What the task requires:
Write the line that includes "Target = white basketball jersey" and all subsequent lines, exactly as written, and nothing more.

Stored items from a collection:
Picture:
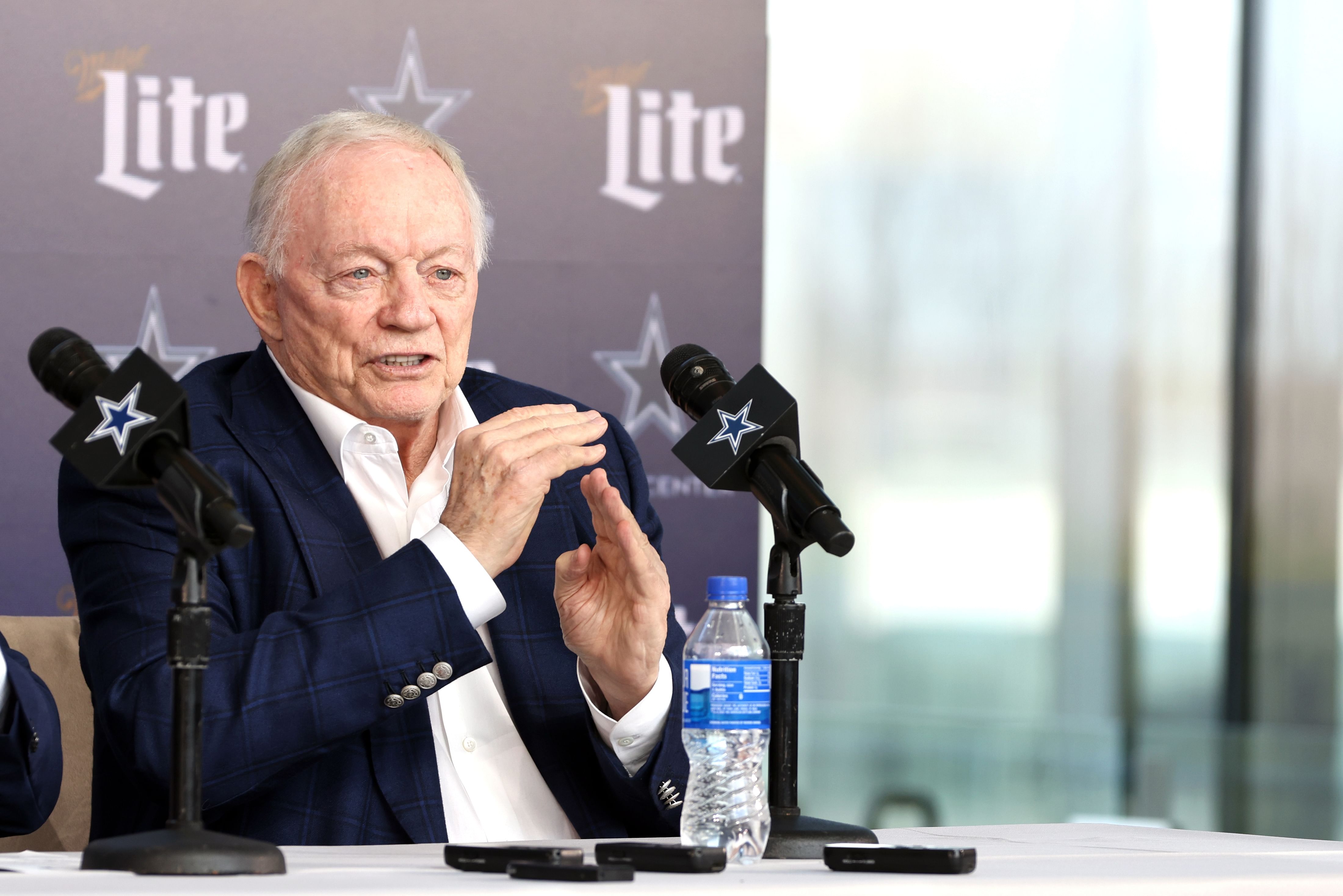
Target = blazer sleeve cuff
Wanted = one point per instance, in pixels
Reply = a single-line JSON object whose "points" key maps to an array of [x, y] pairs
{"points": [[480, 597]]}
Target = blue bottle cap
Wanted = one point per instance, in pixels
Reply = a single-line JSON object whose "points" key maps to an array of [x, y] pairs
{"points": [[729, 588]]}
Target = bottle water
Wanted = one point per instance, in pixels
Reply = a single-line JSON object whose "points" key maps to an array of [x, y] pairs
{"points": [[726, 727]]}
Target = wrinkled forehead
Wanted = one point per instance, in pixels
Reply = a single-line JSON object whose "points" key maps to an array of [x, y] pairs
{"points": [[378, 194]]}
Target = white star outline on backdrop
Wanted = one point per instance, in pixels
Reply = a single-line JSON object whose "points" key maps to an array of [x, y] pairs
{"points": [[154, 342], [735, 426], [119, 418], [641, 412], [411, 69]]}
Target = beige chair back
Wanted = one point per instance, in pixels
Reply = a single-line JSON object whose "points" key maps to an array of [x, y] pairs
{"points": [[52, 645]]}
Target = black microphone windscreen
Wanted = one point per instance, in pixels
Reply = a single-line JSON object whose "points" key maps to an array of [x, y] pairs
{"points": [[68, 366]]}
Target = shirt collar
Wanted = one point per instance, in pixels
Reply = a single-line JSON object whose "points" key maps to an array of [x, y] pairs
{"points": [[334, 425]]}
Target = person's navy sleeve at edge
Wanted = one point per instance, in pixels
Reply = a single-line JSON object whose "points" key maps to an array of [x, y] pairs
{"points": [[30, 750]]}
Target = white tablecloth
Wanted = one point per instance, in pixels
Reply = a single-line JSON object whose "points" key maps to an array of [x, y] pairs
{"points": [[1013, 859]]}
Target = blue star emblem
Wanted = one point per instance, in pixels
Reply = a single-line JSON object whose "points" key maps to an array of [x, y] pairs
{"points": [[119, 418], [735, 426]]}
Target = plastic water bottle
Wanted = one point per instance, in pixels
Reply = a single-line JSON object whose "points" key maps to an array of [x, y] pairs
{"points": [[726, 727]]}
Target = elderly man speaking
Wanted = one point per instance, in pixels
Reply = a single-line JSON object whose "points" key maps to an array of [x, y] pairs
{"points": [[453, 622]]}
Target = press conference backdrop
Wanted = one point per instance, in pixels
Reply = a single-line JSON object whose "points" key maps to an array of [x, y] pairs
{"points": [[620, 147]]}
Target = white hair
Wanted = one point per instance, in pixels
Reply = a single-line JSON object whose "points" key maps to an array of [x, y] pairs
{"points": [[317, 142]]}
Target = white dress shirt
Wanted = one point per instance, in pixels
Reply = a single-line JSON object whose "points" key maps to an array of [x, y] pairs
{"points": [[491, 786]]}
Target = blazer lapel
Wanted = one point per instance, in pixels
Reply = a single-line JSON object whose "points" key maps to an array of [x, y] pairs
{"points": [[335, 545], [276, 433]]}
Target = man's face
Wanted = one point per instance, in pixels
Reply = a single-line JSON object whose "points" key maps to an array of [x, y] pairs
{"points": [[379, 285]]}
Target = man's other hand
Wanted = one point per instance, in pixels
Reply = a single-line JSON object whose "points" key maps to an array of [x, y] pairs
{"points": [[503, 471], [613, 600]]}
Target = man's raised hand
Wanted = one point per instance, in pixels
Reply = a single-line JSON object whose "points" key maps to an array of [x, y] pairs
{"points": [[613, 600], [503, 471]]}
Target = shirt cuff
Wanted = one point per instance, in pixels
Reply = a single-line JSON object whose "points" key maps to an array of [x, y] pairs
{"points": [[481, 598], [635, 737]]}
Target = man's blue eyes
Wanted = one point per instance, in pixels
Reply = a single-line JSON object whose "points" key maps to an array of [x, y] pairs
{"points": [[363, 273]]}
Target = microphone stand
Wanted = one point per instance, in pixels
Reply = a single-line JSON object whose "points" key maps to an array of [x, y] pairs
{"points": [[205, 528], [791, 833]]}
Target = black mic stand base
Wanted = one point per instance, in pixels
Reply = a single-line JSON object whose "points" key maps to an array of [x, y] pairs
{"points": [[183, 852], [805, 837], [791, 833]]}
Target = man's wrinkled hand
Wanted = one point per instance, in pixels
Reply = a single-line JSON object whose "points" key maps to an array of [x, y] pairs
{"points": [[613, 600], [503, 471]]}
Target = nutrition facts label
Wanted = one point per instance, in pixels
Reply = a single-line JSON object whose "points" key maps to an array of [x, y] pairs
{"points": [[727, 694]]}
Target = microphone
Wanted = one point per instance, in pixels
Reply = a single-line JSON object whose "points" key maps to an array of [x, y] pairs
{"points": [[131, 430], [746, 440]]}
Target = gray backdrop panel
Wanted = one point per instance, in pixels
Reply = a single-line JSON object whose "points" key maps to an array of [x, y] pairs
{"points": [[574, 269]]}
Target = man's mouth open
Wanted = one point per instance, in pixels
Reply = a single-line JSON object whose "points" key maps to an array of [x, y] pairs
{"points": [[405, 362]]}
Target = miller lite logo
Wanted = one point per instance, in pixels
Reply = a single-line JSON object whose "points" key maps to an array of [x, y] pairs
{"points": [[673, 133], [140, 138]]}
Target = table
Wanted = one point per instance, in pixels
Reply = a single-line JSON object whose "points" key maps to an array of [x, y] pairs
{"points": [[1013, 859]]}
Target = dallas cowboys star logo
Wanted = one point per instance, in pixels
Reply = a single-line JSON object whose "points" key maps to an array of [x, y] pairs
{"points": [[639, 374], [119, 418], [154, 342], [411, 72], [735, 426]]}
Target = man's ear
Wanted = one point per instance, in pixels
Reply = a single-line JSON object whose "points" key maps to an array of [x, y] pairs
{"points": [[260, 296]]}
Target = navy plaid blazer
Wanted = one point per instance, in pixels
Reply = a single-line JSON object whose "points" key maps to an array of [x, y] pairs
{"points": [[30, 749], [311, 625]]}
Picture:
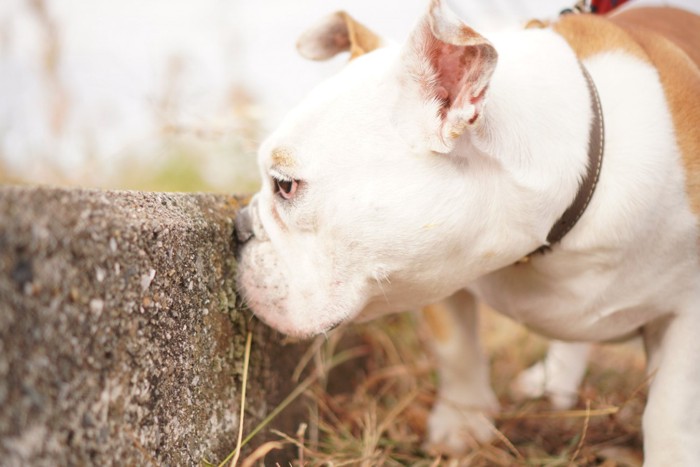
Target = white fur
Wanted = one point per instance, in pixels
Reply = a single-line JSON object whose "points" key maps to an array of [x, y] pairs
{"points": [[382, 224]]}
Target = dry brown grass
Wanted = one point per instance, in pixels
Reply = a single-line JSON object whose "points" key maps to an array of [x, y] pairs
{"points": [[373, 410]]}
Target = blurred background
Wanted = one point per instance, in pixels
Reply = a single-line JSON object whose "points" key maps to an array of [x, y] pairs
{"points": [[174, 94]]}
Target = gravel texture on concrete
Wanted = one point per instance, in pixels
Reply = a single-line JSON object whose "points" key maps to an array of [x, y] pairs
{"points": [[121, 341]]}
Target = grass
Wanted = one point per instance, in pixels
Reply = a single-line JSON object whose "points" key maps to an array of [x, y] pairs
{"points": [[372, 409]]}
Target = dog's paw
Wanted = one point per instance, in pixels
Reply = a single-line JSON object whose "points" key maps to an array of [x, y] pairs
{"points": [[453, 430], [535, 382]]}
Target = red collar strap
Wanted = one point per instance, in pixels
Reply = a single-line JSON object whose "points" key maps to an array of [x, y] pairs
{"points": [[598, 7]]}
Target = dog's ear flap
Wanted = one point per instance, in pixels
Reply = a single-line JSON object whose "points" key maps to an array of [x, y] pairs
{"points": [[452, 65], [338, 32]]}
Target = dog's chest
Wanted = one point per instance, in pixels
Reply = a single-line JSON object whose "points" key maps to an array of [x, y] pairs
{"points": [[586, 299]]}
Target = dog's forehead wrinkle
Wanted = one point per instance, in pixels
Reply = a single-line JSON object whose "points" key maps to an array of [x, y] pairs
{"points": [[283, 157]]}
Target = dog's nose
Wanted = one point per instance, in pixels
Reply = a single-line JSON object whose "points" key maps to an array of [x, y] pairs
{"points": [[242, 228]]}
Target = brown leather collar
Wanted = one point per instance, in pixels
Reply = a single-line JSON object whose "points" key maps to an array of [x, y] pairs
{"points": [[585, 192]]}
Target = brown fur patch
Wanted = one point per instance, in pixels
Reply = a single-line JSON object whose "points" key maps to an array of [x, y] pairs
{"points": [[589, 35], [671, 39], [439, 320]]}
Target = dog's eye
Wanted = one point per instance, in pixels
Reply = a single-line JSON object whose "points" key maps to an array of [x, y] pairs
{"points": [[285, 188]]}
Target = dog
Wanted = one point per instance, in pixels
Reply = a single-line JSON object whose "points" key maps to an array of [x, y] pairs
{"points": [[550, 172]]}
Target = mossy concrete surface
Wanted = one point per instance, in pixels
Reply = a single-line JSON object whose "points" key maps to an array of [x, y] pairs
{"points": [[120, 338]]}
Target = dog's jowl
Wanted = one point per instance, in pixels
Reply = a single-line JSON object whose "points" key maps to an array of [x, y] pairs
{"points": [[552, 172]]}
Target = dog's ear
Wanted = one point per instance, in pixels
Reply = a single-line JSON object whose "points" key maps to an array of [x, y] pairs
{"points": [[338, 32], [452, 64]]}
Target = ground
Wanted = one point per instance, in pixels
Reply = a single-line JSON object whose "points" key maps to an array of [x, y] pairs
{"points": [[372, 410]]}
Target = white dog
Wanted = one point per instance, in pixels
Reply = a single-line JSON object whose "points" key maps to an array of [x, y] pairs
{"points": [[552, 173]]}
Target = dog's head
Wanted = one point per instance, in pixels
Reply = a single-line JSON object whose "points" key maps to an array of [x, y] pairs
{"points": [[377, 192]]}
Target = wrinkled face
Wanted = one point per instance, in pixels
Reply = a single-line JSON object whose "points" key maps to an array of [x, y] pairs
{"points": [[354, 215], [364, 208]]}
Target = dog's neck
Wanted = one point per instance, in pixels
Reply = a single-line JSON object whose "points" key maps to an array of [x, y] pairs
{"points": [[542, 122]]}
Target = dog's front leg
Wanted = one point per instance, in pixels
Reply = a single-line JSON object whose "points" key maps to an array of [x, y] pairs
{"points": [[558, 376], [671, 420], [462, 414]]}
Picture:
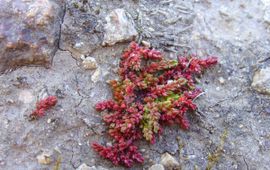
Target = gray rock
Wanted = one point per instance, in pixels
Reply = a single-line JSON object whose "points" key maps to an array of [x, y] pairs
{"points": [[266, 16], [119, 27], [169, 161], [157, 167], [261, 80], [45, 158], [80, 32], [29, 32], [89, 63]]}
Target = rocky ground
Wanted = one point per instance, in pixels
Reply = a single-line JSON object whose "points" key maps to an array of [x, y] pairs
{"points": [[83, 47]]}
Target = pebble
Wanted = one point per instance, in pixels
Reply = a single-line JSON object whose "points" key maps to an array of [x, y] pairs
{"points": [[95, 77], [44, 158], [261, 80], [169, 161], [49, 121], [221, 80], [146, 44], [89, 63]]}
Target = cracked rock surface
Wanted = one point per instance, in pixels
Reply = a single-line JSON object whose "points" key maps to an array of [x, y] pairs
{"points": [[29, 32], [237, 32]]}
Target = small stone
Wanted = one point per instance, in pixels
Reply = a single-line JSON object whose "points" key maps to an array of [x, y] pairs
{"points": [[29, 32], [119, 27], [261, 81], [89, 63], [146, 44], [26, 96], [266, 16], [49, 121], [221, 80], [108, 144], [157, 167], [44, 158], [95, 77], [169, 161]]}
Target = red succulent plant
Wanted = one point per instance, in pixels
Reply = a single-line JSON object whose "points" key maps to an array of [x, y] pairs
{"points": [[151, 92]]}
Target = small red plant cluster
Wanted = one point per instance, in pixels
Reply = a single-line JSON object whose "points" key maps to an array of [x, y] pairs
{"points": [[42, 106], [152, 91]]}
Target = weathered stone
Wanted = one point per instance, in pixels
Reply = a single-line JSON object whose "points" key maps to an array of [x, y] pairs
{"points": [[169, 161], [266, 16], [29, 32], [89, 63], [96, 76], [26, 96], [157, 167], [44, 158], [81, 32], [119, 27], [261, 80], [86, 167]]}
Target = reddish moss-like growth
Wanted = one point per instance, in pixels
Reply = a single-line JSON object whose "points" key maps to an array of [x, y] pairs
{"points": [[151, 92], [42, 106]]}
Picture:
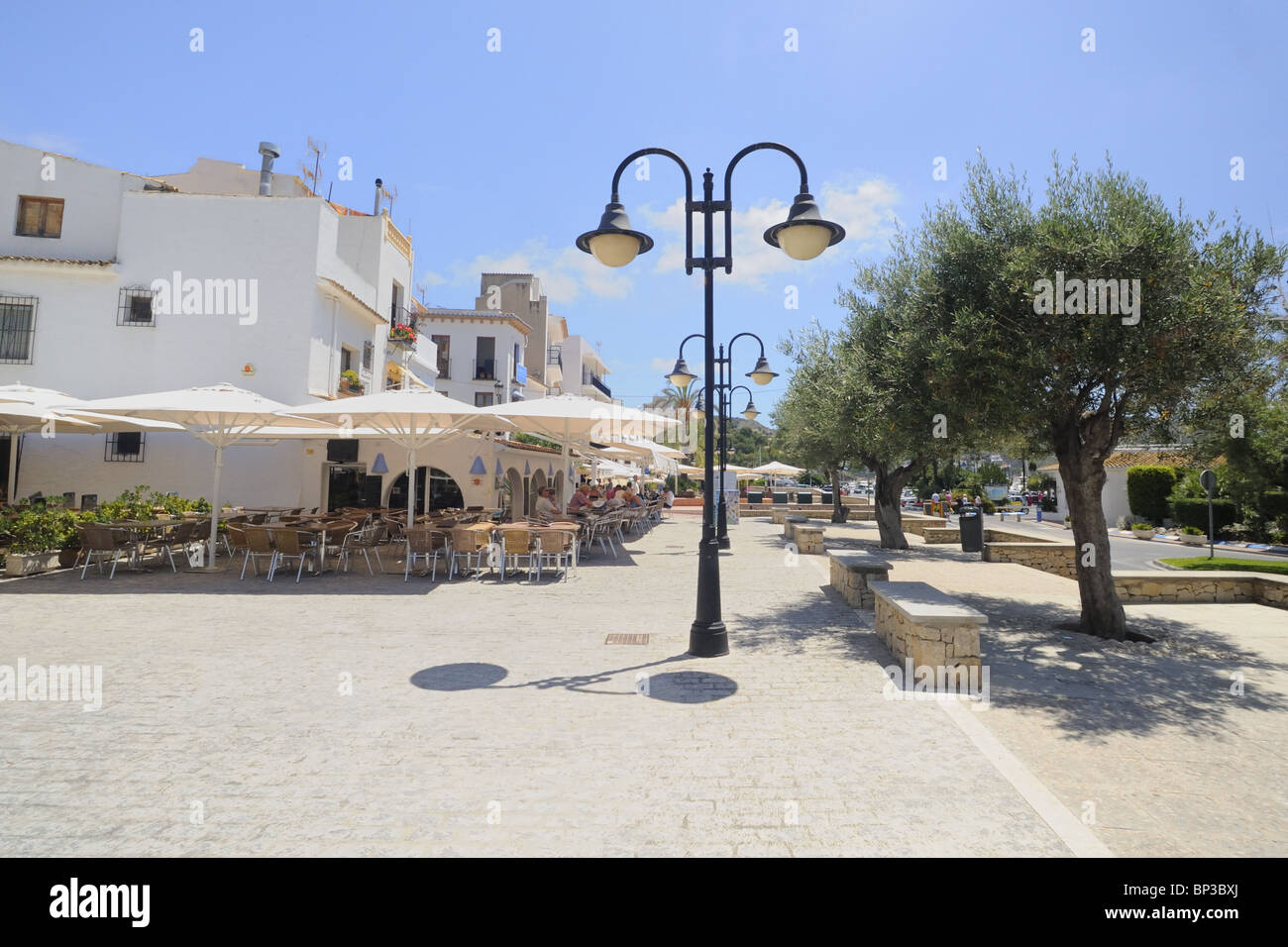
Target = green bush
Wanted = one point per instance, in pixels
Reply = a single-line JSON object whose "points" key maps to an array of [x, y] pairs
{"points": [[1147, 491], [1274, 504], [1194, 513]]}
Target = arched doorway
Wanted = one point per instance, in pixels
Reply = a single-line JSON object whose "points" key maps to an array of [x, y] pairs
{"points": [[443, 491], [516, 501], [536, 484]]}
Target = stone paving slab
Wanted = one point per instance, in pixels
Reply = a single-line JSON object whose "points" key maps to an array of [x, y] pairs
{"points": [[362, 715], [1177, 748]]}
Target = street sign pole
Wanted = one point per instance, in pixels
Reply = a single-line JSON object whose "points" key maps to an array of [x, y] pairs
{"points": [[1209, 479]]}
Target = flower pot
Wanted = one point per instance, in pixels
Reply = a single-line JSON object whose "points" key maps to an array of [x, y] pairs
{"points": [[30, 564]]}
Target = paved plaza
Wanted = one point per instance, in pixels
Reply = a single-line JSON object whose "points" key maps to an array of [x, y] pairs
{"points": [[362, 715]]}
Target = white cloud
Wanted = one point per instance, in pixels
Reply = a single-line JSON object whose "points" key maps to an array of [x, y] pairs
{"points": [[565, 272], [864, 209]]}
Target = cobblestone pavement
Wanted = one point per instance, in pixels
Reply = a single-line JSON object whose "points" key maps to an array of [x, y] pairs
{"points": [[364, 715], [1170, 749]]}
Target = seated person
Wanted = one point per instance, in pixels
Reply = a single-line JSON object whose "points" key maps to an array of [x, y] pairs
{"points": [[580, 499]]}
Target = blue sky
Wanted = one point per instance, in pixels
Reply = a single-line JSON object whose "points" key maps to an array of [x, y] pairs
{"points": [[502, 158]]}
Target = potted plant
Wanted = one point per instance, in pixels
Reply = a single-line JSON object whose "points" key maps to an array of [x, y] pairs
{"points": [[39, 534], [402, 335]]}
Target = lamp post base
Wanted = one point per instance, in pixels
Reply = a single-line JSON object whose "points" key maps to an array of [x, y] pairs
{"points": [[707, 635], [708, 641]]}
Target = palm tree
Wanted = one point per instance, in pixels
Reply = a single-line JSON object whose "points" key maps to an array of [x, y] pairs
{"points": [[681, 399]]}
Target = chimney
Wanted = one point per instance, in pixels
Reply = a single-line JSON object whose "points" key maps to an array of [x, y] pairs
{"points": [[266, 170]]}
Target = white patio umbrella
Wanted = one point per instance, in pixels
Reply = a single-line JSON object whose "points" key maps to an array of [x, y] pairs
{"points": [[776, 470], [411, 419], [568, 418], [220, 415], [26, 410]]}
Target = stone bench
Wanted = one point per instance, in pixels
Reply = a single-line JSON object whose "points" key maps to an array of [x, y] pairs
{"points": [[851, 574], [807, 539], [926, 628], [1202, 585], [918, 525], [1056, 558]]}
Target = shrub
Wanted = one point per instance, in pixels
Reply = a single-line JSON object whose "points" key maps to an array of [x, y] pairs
{"points": [[1188, 512], [1147, 491], [1274, 504]]}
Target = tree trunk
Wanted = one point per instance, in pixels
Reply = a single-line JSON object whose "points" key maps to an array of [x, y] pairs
{"points": [[1102, 609], [887, 493]]}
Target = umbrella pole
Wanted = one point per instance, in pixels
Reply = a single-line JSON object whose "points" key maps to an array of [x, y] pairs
{"points": [[411, 487], [13, 468], [214, 504]]}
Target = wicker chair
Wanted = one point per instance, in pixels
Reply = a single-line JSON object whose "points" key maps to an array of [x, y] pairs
{"points": [[102, 540], [292, 544], [518, 544], [471, 543], [557, 547], [259, 541], [366, 541], [428, 544]]}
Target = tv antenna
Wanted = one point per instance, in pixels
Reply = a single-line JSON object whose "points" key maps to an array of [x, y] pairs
{"points": [[313, 176]]}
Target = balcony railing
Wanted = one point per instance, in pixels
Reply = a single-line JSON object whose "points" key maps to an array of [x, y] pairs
{"points": [[589, 377]]}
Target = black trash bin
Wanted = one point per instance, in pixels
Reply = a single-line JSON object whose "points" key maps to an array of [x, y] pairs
{"points": [[970, 525]]}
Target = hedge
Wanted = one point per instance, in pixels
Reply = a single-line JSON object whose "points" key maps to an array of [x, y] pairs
{"points": [[1194, 513], [1147, 488], [1274, 504]]}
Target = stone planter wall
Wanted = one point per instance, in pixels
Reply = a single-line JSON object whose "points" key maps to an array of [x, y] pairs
{"points": [[918, 525], [1048, 557], [850, 574], [940, 644], [1202, 586], [807, 539], [30, 564]]}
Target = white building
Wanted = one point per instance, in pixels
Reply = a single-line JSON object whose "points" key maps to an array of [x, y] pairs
{"points": [[117, 283]]}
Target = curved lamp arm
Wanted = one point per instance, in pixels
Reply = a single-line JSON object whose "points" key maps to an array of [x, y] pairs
{"points": [[688, 193], [728, 195]]}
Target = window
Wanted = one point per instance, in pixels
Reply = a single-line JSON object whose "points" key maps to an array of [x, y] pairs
{"points": [[445, 355], [127, 446], [134, 307], [40, 217], [17, 329]]}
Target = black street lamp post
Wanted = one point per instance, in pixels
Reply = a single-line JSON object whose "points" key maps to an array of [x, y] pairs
{"points": [[761, 375], [803, 236]]}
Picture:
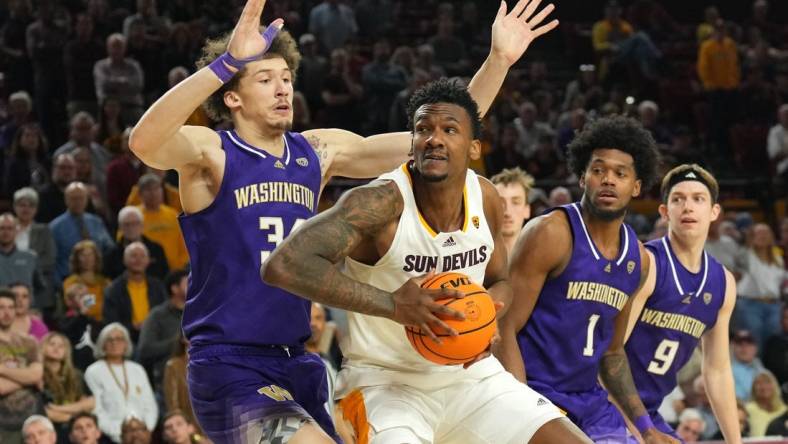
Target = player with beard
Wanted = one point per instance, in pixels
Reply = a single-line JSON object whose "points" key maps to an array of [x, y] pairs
{"points": [[243, 191], [572, 272]]}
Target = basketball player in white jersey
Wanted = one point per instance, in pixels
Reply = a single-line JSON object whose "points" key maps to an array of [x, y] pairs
{"points": [[432, 214]]}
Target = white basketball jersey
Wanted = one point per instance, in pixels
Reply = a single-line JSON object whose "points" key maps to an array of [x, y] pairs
{"points": [[377, 350]]}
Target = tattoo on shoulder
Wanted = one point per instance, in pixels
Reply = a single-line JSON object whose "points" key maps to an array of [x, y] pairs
{"points": [[321, 150]]}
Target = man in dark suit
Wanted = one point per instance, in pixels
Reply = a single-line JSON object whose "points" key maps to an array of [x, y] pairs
{"points": [[130, 297], [130, 222], [36, 237]]}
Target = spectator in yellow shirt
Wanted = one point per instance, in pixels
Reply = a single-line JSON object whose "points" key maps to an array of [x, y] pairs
{"points": [[130, 297], [161, 222], [85, 264], [718, 70]]}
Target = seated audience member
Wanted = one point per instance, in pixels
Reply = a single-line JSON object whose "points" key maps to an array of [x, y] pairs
{"points": [[744, 363], [161, 222], [79, 328], [20, 373], [85, 265], [778, 426], [52, 202], [83, 429], [38, 429], [691, 426], [130, 297], [766, 404], [76, 225], [36, 237], [63, 390], [178, 429], [130, 222], [120, 386], [16, 265], [26, 322], [160, 329], [775, 355], [134, 431]]}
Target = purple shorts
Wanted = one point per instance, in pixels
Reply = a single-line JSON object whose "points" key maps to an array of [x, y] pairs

Output of the exercise:
Target = white basketball jersey
Wanted = one point per instance, in pixels
Reply = a single-line JSON object whose "points" key maps to an array of [x, y] pairs
{"points": [[377, 350]]}
Target = tattoo on shoulder
Wanted = one point per instance, in pixels
Reply = a single-line JSON object whose "points" key maps to an array of [x, y] pairs
{"points": [[321, 150]]}
Target = man in dark suit
Wanted = one point per instance, in pixels
Reply = a single-line JSON object whose "points" key maps to an array of [x, y] pairs
{"points": [[130, 297], [130, 222], [36, 237]]}
Target = spectator in yellow shirt
Wanted = one point per instance, in pixels
Reply = a single-line JSON object whose "points" key maps to an array of [x, y] pairs
{"points": [[130, 297], [161, 222], [85, 264], [718, 70]]}
Target = seated audience member
Wanted = one point per instance, in pixels
Reply = a single-line JSON object whose "points" key maps to an array of [x, y] pairs
{"points": [[744, 363], [161, 222], [79, 328], [20, 373], [85, 265], [778, 426], [52, 202], [83, 429], [38, 429], [691, 426], [130, 297], [766, 404], [76, 225], [36, 237], [63, 390], [178, 429], [130, 222], [120, 386], [16, 265], [26, 322], [160, 329], [775, 355], [134, 431]]}
Target = purple shorts
Wanted = one point per instance, in pixels
Reply = a single-line JSON object whose "points" key maps to an array of [x, y] pairs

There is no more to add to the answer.